═════ PROVIDED RECORDS

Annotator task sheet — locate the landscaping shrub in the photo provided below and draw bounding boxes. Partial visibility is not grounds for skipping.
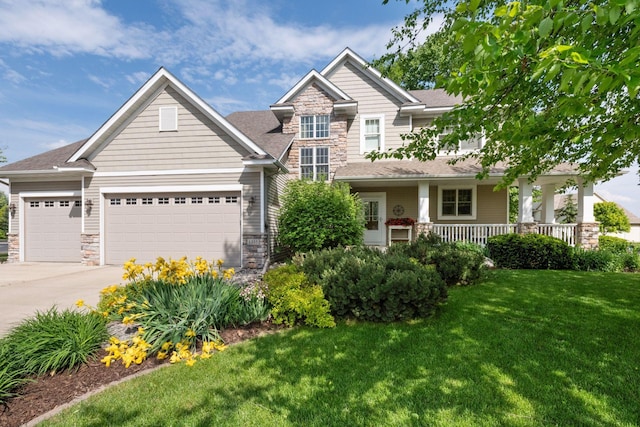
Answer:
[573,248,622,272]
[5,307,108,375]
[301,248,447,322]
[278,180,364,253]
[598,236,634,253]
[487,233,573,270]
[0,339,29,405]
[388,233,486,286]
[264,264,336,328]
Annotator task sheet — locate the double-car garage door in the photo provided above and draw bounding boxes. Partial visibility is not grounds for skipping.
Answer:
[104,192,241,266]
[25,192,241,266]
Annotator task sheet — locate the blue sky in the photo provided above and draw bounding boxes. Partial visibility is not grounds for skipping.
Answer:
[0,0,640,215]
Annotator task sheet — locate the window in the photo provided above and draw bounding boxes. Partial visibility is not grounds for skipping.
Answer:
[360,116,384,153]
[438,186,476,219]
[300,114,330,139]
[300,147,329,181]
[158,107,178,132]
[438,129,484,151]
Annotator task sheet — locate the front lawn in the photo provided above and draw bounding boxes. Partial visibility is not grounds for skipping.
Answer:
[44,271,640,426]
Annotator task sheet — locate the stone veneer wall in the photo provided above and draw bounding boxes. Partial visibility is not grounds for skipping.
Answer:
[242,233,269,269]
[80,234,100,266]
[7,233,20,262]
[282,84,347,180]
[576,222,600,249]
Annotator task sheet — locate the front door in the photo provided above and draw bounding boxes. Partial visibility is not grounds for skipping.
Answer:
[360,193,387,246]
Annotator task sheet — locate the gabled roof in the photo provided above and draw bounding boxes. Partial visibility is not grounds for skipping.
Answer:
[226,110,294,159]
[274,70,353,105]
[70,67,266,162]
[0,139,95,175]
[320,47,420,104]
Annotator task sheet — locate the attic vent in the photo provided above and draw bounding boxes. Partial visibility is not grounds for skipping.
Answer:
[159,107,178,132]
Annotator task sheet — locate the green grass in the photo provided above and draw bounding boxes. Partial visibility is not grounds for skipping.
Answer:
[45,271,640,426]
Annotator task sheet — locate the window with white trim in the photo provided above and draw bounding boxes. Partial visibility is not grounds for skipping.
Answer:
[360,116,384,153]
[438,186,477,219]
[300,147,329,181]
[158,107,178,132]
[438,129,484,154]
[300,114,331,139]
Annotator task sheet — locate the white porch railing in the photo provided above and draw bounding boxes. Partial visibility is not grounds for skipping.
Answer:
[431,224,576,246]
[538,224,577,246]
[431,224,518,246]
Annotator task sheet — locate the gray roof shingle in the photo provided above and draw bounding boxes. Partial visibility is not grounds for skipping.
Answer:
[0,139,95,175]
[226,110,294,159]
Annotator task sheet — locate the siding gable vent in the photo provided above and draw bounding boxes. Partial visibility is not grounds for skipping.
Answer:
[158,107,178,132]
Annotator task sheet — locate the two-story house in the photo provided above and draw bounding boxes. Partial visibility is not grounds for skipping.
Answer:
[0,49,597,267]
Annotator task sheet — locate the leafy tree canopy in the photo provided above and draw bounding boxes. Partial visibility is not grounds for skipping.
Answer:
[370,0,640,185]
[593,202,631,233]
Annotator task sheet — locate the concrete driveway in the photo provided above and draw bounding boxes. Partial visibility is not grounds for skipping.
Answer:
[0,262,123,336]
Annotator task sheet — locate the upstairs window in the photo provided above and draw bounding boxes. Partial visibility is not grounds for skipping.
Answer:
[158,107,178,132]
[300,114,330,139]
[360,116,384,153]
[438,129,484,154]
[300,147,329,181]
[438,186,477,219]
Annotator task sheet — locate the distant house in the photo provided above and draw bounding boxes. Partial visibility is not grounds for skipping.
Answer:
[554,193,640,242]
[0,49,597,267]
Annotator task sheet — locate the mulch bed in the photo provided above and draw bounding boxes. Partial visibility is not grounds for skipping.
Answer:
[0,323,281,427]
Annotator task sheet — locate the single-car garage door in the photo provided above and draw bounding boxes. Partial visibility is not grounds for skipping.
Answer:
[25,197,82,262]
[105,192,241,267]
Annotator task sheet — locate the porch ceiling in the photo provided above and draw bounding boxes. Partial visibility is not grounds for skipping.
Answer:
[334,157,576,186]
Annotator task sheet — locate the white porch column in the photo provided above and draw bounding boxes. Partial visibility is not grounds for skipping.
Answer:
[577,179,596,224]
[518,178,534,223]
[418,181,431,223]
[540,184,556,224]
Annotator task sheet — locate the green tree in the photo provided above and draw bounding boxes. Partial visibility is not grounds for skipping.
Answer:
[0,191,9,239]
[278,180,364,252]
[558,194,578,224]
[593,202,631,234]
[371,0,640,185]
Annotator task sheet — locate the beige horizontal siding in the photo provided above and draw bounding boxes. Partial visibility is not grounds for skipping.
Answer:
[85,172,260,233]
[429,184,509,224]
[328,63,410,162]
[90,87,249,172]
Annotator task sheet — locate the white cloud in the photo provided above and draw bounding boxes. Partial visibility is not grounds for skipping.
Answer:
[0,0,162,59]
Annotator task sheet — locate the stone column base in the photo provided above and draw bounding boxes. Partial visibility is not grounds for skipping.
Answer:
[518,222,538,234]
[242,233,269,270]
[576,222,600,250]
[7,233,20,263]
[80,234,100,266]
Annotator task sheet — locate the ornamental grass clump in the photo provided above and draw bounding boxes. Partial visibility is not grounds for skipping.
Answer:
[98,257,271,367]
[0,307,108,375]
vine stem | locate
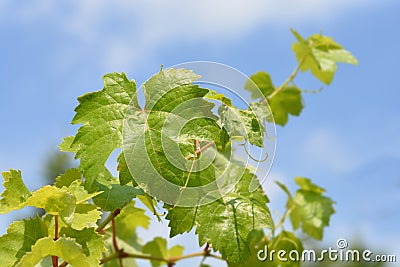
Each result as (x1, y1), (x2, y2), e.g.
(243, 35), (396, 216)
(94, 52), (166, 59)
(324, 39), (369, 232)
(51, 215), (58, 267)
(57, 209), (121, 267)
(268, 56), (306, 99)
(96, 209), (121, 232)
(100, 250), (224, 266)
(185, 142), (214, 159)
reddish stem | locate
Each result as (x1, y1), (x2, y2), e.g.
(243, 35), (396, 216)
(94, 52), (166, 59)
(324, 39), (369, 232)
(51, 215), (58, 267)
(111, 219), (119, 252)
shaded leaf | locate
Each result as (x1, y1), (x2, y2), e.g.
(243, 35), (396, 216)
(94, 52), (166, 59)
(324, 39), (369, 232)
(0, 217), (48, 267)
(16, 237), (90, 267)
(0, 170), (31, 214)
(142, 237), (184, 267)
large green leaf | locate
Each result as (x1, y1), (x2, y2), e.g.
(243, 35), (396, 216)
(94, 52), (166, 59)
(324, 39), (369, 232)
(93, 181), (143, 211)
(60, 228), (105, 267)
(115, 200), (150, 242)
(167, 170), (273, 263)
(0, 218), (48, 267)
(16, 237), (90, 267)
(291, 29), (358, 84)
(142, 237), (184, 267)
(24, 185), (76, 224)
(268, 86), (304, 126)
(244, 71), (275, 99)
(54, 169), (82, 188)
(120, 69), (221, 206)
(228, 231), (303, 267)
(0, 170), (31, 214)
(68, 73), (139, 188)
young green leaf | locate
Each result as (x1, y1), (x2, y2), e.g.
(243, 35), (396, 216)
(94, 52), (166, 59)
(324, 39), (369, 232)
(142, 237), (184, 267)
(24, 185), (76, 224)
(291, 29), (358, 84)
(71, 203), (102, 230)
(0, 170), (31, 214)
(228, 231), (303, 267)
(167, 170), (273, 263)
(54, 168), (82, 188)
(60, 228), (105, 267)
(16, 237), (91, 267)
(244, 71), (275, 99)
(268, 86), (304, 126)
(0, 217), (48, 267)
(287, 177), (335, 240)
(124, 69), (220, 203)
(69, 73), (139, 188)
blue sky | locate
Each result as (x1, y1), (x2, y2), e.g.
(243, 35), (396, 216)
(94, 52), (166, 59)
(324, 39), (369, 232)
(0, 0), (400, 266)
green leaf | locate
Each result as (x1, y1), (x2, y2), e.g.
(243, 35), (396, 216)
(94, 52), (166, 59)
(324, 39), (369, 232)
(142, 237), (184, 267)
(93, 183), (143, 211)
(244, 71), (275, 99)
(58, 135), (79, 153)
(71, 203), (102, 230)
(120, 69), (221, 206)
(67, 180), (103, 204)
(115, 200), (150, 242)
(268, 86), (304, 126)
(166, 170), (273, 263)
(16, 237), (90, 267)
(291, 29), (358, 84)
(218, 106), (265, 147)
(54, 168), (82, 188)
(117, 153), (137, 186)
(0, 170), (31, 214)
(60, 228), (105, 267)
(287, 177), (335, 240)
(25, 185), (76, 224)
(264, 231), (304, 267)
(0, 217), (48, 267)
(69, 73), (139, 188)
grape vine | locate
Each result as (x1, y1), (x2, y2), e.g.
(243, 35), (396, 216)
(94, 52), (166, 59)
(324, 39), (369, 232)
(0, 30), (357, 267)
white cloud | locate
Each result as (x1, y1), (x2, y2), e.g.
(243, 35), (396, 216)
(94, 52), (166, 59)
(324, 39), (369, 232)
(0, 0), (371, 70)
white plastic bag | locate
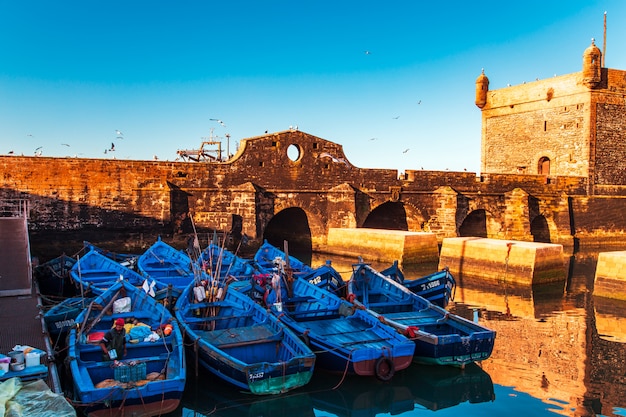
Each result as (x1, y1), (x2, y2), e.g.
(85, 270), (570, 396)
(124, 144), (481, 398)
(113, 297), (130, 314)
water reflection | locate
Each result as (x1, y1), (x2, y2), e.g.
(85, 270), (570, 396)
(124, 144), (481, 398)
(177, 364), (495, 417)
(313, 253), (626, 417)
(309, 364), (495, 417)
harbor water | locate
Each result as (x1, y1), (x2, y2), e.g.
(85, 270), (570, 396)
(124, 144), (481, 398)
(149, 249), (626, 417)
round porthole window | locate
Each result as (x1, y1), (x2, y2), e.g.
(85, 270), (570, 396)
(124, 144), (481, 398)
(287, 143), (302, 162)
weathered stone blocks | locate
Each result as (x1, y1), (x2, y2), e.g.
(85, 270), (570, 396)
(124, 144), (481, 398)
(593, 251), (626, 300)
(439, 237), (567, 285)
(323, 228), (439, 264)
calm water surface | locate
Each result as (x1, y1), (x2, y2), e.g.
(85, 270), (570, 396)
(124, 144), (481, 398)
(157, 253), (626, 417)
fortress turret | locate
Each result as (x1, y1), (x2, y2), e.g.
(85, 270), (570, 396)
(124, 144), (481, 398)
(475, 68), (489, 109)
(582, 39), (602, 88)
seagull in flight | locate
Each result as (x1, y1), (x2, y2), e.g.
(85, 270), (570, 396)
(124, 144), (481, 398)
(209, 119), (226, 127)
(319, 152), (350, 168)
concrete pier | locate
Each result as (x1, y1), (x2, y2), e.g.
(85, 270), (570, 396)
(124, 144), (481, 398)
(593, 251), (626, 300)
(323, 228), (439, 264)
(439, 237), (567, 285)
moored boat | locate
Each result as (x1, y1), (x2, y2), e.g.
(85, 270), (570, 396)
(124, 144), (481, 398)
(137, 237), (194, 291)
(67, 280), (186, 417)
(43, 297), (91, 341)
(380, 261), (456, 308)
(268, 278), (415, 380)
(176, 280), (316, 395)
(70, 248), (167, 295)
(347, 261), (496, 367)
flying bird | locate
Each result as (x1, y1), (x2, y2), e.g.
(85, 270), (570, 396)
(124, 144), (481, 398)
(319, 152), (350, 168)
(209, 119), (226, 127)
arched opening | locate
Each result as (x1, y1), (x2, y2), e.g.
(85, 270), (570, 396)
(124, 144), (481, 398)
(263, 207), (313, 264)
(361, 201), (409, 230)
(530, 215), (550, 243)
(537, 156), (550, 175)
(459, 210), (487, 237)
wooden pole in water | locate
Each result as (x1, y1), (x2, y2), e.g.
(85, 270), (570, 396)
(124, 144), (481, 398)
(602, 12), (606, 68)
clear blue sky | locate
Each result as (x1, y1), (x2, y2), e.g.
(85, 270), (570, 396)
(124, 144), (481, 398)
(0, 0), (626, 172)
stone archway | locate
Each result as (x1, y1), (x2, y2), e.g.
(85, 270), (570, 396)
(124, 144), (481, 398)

══════════

Could you reproduce the material from the line containing "arched opening | locate" through the end of the material, both ends included, swapping "locate" for "find" and leaving everything else unchanged?

arched opening | find
Each result as (x1, y1), (x2, y2), e.g.
(85, 270), (570, 396)
(124, 144), (481, 398)
(263, 207), (313, 264)
(361, 201), (409, 230)
(530, 215), (550, 243)
(537, 156), (550, 175)
(459, 210), (487, 237)
wooden pole in water | find
Each result as (x1, y1), (x2, y2), e.g.
(85, 270), (570, 396)
(124, 144), (481, 398)
(602, 12), (606, 68)
clear blue sky | find
Each result as (x1, y1), (x2, y2), e.g.
(85, 270), (570, 396)
(124, 144), (481, 398)
(0, 0), (626, 172)
stone archway | find
Each result as (x1, y1), (x2, y2), e.g.
(85, 270), (570, 396)
(124, 144), (481, 398)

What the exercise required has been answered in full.